Reproduce the rows below with every occurrence of "thickest part" changed to "widest part" and nothing else altered. Omit the pictures from your output.

** begin The input **

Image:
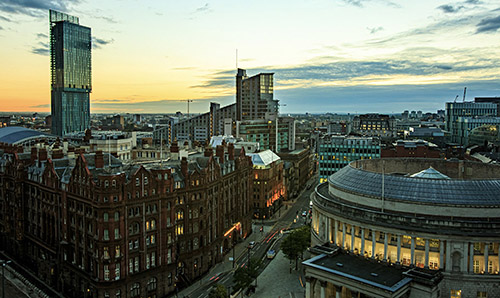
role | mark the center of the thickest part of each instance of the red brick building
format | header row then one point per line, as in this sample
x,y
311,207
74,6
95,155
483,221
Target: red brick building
x,y
90,229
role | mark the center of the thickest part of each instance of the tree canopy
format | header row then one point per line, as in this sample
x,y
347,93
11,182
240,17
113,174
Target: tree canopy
x,y
296,242
218,291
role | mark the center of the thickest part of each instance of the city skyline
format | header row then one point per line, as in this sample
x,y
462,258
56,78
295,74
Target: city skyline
x,y
150,59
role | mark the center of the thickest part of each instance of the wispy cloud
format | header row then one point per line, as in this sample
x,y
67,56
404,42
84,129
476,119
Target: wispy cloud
x,y
450,8
375,29
204,8
97,43
488,25
42,48
35,8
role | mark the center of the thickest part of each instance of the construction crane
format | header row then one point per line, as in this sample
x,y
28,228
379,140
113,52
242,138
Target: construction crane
x,y
188,101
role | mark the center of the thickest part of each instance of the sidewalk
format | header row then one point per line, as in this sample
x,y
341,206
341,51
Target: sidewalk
x,y
240,249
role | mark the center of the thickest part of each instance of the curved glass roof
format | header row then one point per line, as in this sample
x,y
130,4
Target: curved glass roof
x,y
435,191
17,134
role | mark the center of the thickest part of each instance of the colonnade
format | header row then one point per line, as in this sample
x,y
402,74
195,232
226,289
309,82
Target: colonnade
x,y
410,250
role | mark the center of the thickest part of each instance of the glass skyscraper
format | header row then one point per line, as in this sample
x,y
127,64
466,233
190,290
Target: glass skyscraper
x,y
71,82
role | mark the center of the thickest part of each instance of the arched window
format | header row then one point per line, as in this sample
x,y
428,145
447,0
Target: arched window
x,y
152,284
135,290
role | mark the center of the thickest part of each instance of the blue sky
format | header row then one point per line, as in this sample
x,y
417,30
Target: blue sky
x,y
327,56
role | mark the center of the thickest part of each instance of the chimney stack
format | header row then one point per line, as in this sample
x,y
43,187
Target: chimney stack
x,y
34,154
184,168
219,151
42,155
230,151
57,154
208,151
99,159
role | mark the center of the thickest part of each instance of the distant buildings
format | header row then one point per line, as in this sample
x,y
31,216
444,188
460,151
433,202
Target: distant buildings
x,y
462,117
335,152
411,148
71,82
254,97
375,125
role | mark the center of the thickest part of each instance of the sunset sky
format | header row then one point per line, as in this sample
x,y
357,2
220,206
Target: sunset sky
x,y
327,55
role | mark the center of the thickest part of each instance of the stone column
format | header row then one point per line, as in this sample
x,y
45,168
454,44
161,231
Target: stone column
x,y
471,258
373,244
412,259
335,241
386,241
323,289
328,230
362,242
343,235
338,291
399,250
309,291
441,254
486,258
352,238
426,264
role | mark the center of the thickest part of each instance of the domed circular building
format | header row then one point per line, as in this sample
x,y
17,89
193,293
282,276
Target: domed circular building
x,y
417,213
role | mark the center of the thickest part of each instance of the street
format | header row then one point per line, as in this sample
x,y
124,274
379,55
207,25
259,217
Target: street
x,y
269,238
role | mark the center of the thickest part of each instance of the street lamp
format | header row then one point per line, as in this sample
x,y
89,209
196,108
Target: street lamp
x,y
4,263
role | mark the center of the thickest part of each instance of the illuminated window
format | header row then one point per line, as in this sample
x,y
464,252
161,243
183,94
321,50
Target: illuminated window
x,y
456,294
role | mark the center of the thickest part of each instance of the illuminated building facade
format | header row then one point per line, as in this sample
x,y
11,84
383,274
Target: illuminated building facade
x,y
71,77
432,214
375,125
93,228
268,183
336,152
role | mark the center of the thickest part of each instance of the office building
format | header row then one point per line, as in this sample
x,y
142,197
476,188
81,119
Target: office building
x,y
375,125
71,82
337,151
439,216
456,110
255,97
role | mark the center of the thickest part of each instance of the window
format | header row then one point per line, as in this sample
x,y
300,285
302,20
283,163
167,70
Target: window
x,y
152,284
117,271
136,264
106,272
476,266
135,290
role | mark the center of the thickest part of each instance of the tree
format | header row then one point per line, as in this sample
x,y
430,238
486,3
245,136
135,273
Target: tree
x,y
244,276
297,241
218,291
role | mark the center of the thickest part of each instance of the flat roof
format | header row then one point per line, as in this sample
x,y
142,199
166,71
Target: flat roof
x,y
362,270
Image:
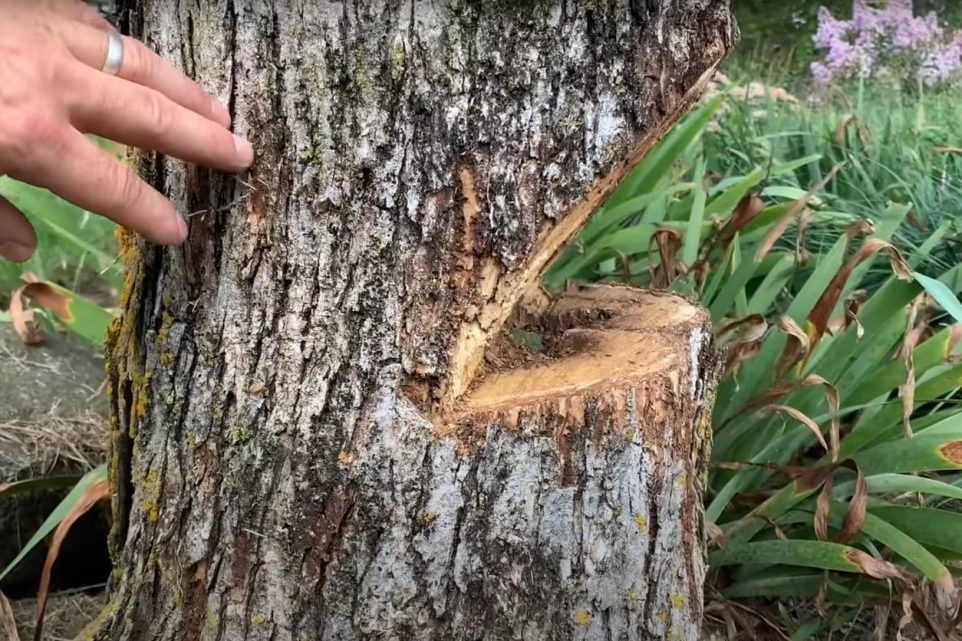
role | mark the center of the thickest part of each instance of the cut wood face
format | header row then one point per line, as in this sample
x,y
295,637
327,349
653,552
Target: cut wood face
x,y
277,382
601,343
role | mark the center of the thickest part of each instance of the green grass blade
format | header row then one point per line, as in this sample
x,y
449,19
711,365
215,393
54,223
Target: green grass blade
x,y
92,477
923,453
657,164
35,485
881,484
929,526
942,295
809,554
689,250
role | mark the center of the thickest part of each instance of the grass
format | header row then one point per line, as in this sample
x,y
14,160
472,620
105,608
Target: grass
x,y
76,249
840,392
833,498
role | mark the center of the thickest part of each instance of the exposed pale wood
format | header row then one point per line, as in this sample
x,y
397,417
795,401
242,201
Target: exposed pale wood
x,y
277,382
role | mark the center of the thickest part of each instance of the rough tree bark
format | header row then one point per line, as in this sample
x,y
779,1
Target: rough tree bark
x,y
320,430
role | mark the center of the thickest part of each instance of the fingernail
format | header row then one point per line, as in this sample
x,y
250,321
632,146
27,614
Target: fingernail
x,y
182,225
245,153
15,251
220,113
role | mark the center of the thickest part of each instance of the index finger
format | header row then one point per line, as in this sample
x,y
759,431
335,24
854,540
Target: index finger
x,y
79,172
144,67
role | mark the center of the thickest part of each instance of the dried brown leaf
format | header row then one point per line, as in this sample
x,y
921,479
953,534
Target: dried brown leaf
x,y
955,335
668,241
24,320
878,569
821,312
934,629
861,227
855,516
779,228
796,345
742,330
823,506
8,624
913,334
95,493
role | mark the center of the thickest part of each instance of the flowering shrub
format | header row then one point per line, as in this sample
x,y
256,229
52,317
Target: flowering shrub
x,y
890,44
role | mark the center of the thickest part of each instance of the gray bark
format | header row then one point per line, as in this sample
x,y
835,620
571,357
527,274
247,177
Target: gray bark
x,y
308,436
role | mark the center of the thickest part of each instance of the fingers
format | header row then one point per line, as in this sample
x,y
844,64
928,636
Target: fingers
x,y
143,67
141,117
76,170
17,238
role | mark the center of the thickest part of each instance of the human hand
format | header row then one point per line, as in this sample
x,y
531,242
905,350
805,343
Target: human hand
x,y
53,90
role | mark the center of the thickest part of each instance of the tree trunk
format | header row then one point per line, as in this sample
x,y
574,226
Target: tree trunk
x,y
321,427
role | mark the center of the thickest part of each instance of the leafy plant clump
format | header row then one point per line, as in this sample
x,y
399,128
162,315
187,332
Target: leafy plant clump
x,y
837,427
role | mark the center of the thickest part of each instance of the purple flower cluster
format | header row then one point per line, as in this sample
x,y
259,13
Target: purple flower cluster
x,y
890,43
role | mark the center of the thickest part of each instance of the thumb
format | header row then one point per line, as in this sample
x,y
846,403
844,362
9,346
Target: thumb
x,y
17,238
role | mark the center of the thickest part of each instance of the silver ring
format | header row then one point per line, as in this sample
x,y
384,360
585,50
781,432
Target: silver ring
x,y
115,53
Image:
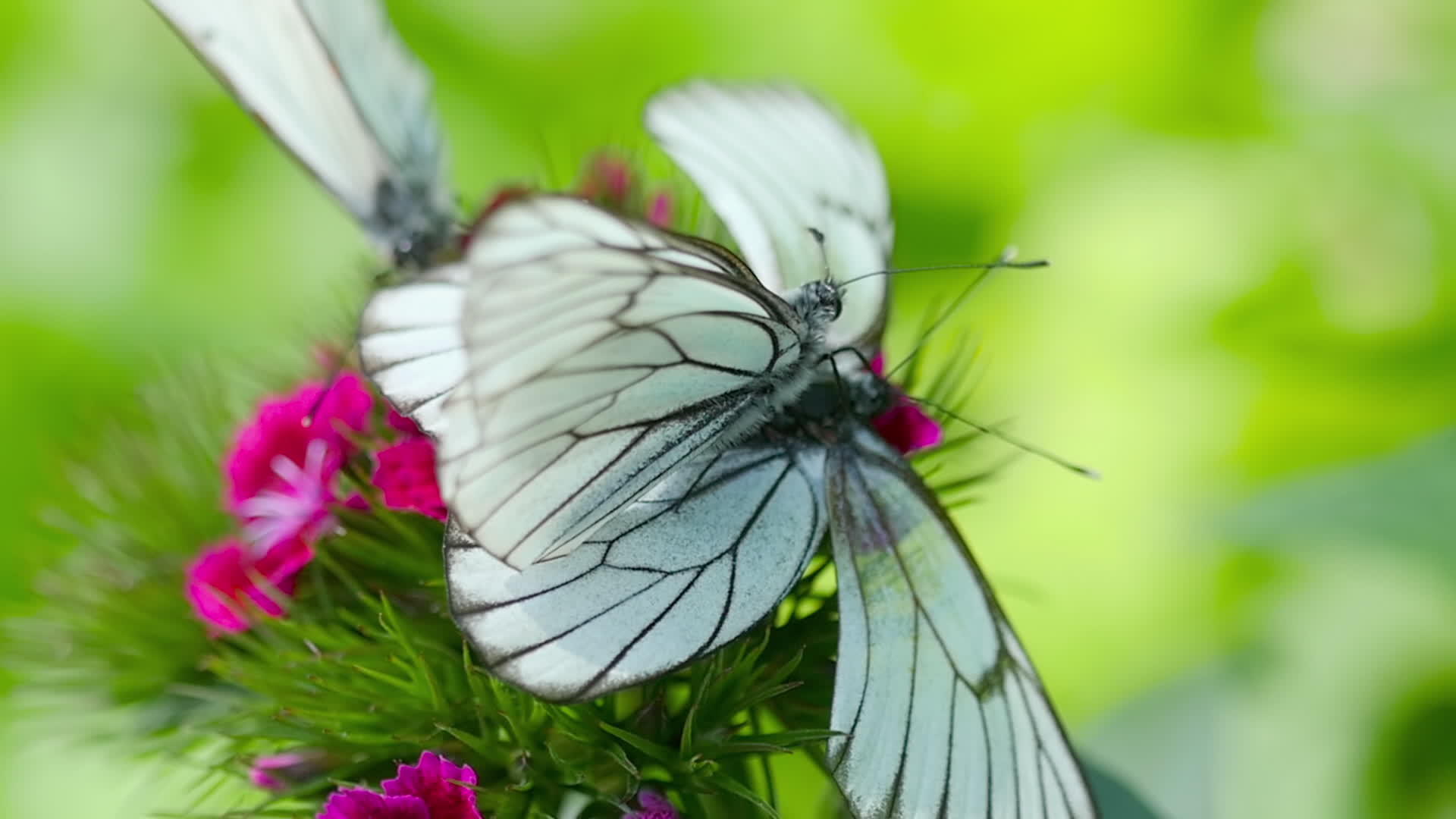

** end The input **

* [Exercise response]:
Image:
role | mark the center of the widest part of each instance of the red brick building
format | header row then one point per line, as in this sample
x,y
311,207
74,6
95,155
483,221
Target: red brick building
x,y
90,229
role | mark the center of the widest part of each instance of the tree canopy
format | header row then one point per line, as in this sample
x,y
347,93
11,182
240,17
113,174
Target: tree canopy
x,y
296,242
218,291
role | mark the center of the widest part of each instance of the city skyline
format | header row then one point per line, as in this sample
x,y
462,258
56,78
295,74
Target: city skyline
x,y
150,59
role | mark the center of the widest part of each instance of the wispy cloud
format | header row then one point per line, as in this sample
x,y
67,56
404,42
84,129
476,119
Target: wispy cloud
x,y
450,8
375,29
204,8
97,43
488,25
42,48
35,8
role | mark the center of the widest part of each instance of the construction crane
format | header row then one point per line, as in this sample
x,y
28,228
379,140
113,52
242,138
Target: construction crane
x,y
188,101
role | mark the center of the widest part of each instance of the sidewalk
format | header row then one point per line, as in this sample
x,y
341,206
341,51
Target: sidewalk
x,y
240,249
role | mark the center of the widest part of each instance of the curved glass roof
format | header row then one point per line, as in this sample
x,y
130,4
Target: curved glass roof
x,y
435,191
17,134
role | mark the center of the widest part of each instance of the colonnade
format | header row then one point per line, as in this sample
x,y
402,74
195,232
226,289
309,82
Target: colonnade
x,y
410,250
role | mark the center of the widest part of each instance of the glass skyscraper
format | header row then one point per line, as in this sample
x,y
127,64
466,233
190,290
Target: glass skyscraper
x,y
71,82
role | mark the center of the widest part of each instance of the arched window
format | header row then one point per line, as in this sample
x,y
428,145
447,0
Target: arched window
x,y
152,284
135,290
role | mark the center of the widest part of each instance of the blue sky
format | header row then one point per line, as in this sample
x,y
417,30
Target: blue sky
x,y
327,56
role | mark the center of the widest part of each instance of the chimney stack
format | header row then one point per line, as in this sample
x,y
43,187
Target: chimney stack
x,y
34,154
184,168
219,151
42,155
230,151
57,154
208,151
99,159
role | mark the center of the widest part of each instance of the distant buildings
format | header row then one point per line, as in this sample
x,y
31,216
444,188
460,151
433,202
Target: distant buildings
x,y
462,117
335,152
411,148
71,82
254,97
375,125
role | mark the center of the widest part of each instance of the sunset sky
format | header row then one point per line, as in this sample
x,y
357,2
220,206
Target: sunset sky
x,y
327,55
role | mark the center of the widest part of each instance of the stone column
format | header row then one point per line, as in this sample
x,y
45,168
454,44
161,231
Target: stone column
x,y
471,258
373,244
412,259
335,241
386,241
323,289
328,230
362,242
343,235
338,291
399,250
309,291
441,254
486,258
352,238
426,264
role | mark the center of the widest part of each instance of the domed circular building
format | header row then one point per line, as in this sample
x,y
17,89
193,293
282,276
Target: domed circular building
x,y
417,213
role | mark the center of the widest part of each instance of the street
format | header row then one point per line, as in this sample
x,y
124,274
379,55
207,25
259,217
Target: street
x,y
269,238
role | mark the center of the widest part of each instance of the street lamp
format | header row then one point per line, as in this sample
x,y
89,209
196,108
Target: street lamp
x,y
4,263
role | mark the center of the widest part of each instance of the illuminated window
format | header row then one point per line, as in this sample
x,y
464,252
161,243
183,94
321,50
Target: illuminated window
x,y
456,294
role | mark the center of the widest part of each instance of the illuminated building facade
format | header row then one point per line, as in this sample
x,y
11,84
383,274
Target: illuminated building facade
x,y
71,77
432,214
375,125
93,228
268,183
336,152
role | mark the center of the widest part of each instance of the office building
format | header row then one point per line, as in this sample
x,y
142,197
476,188
81,119
Target: office building
x,y
375,125
71,82
337,151
439,216
456,110
255,97
role | mark the center of the widest part of each instance of the window
format | header row then one point per line, as in this sample
x,y
300,285
302,20
283,163
167,70
Target: window
x,y
152,284
117,271
136,264
106,272
476,266
135,290
role | mark the center of the widest part of each instance of the tree
format | header row then one point per line, as in this sample
x,y
430,238
486,3
245,136
135,273
Target: tree
x,y
244,276
297,241
218,291
role | mark the center of the widest part of each instance of the flat roof
format | header row then one point per line, as in this sample
x,y
142,199
166,71
Target: flat roof
x,y
362,270
Image:
role | mark the center of the widest part of each instance of the cut wood face
format | header row then one point per line, as in this sample
x,y
295,637
327,349
653,552
Target: cut wood face
x,y
277,382
601,343
role | mark the center of the widest part of each instance of the green grass blade
format | header row then one point per line, as in this sample
x,y
449,19
711,365
215,393
54,223
Target: green grass blade
x,y
92,477
923,453
657,164
35,485
881,484
929,526
942,295
809,554
689,250
role | mark the center of the widest part of each instance of the grass
format | header row then one point per line, as in this sample
x,y
14,160
472,620
105,608
Target: grass
x,y
76,249
840,392
833,498
role | mark the center of the widest part of each instance of the exposed pale wood
format | header row then one point per line, as in this sample
x,y
397,417
795,401
242,201
Target: exposed pale wood
x,y
277,382
role | mark the center of the widest part of each instance of the rough tree bark
format | header row then one point per line, as in this sample
x,y
779,1
Target: rough tree bark
x,y
320,430
role | mark the center of the widest part of each instance of the fingernail
format | header row then one point per line, as in this sample
x,y
250,321
632,146
27,614
Target: fingernail
x,y
182,225
245,153
15,251
220,113
role | mark the center of the widest part of each instance of the index finger
format | header row then one point per line, as in this sample
x,y
759,431
335,24
854,540
Target: index finger
x,y
79,172
144,67
role | mark the center of the widest part of each instance of the dried brown leaf
format | header row then one point per line, as in this sample
x,y
921,479
953,534
Target: dried brown leaf
x,y
955,335
668,241
24,320
878,569
821,312
934,629
861,227
855,516
779,228
796,345
742,330
823,506
8,624
913,334
95,493
role | mark the center of the widest part of each instance of the flowering shrub
format | header row then one point per line, as in this sample
x,y
256,229
52,317
Target: flowering shrub
x,y
890,44
role | mark the center of the widest part of each instance of the gray bark
format | header row then one point per line, as in this sample
x,y
835,620
571,357
527,274
247,177
Target: gray bark
x,y
308,436
role | mark the center of the widest part of each instance of the fingers
format | header row then one point per line, as in this sample
x,y
844,64
928,636
Target: fingers
x,y
143,67
141,117
76,170
17,238
role | mark the center of the widest part of each instance of the human hand
format | header row then one point per line, as in this sample
x,y
531,242
905,350
805,343
Target: human hand
x,y
53,90
role | mark the center of the widest part of each instance of the tree trunk
format | header row then one point per line, as in this sample
x,y
574,226
Target: tree trunk
x,y
321,427
role | mark the center of the widest part of each instance of the leafy plant clump
format | header row then one point per line, as in this sample
x,y
399,128
162,315
187,332
Target: leafy plant clump
x,y
837,427
role | mark the center of the widest part of each instance of the purple flower cluster
format | header row then one point per line, as in this sample
x,y
259,13
Target: purple flower cluster
x,y
890,43
role | mark the center of the widest part of each instance of the thumb
format | header row then one point per line, as in this sample
x,y
846,403
844,362
9,346
Target: thumb
x,y
17,238
role | mark the center of the widest part of each instance of the silver ring
format | header row then one point per line, as in this sample
x,y
384,360
585,50
781,432
Target: silver ring
x,y
115,53
Image:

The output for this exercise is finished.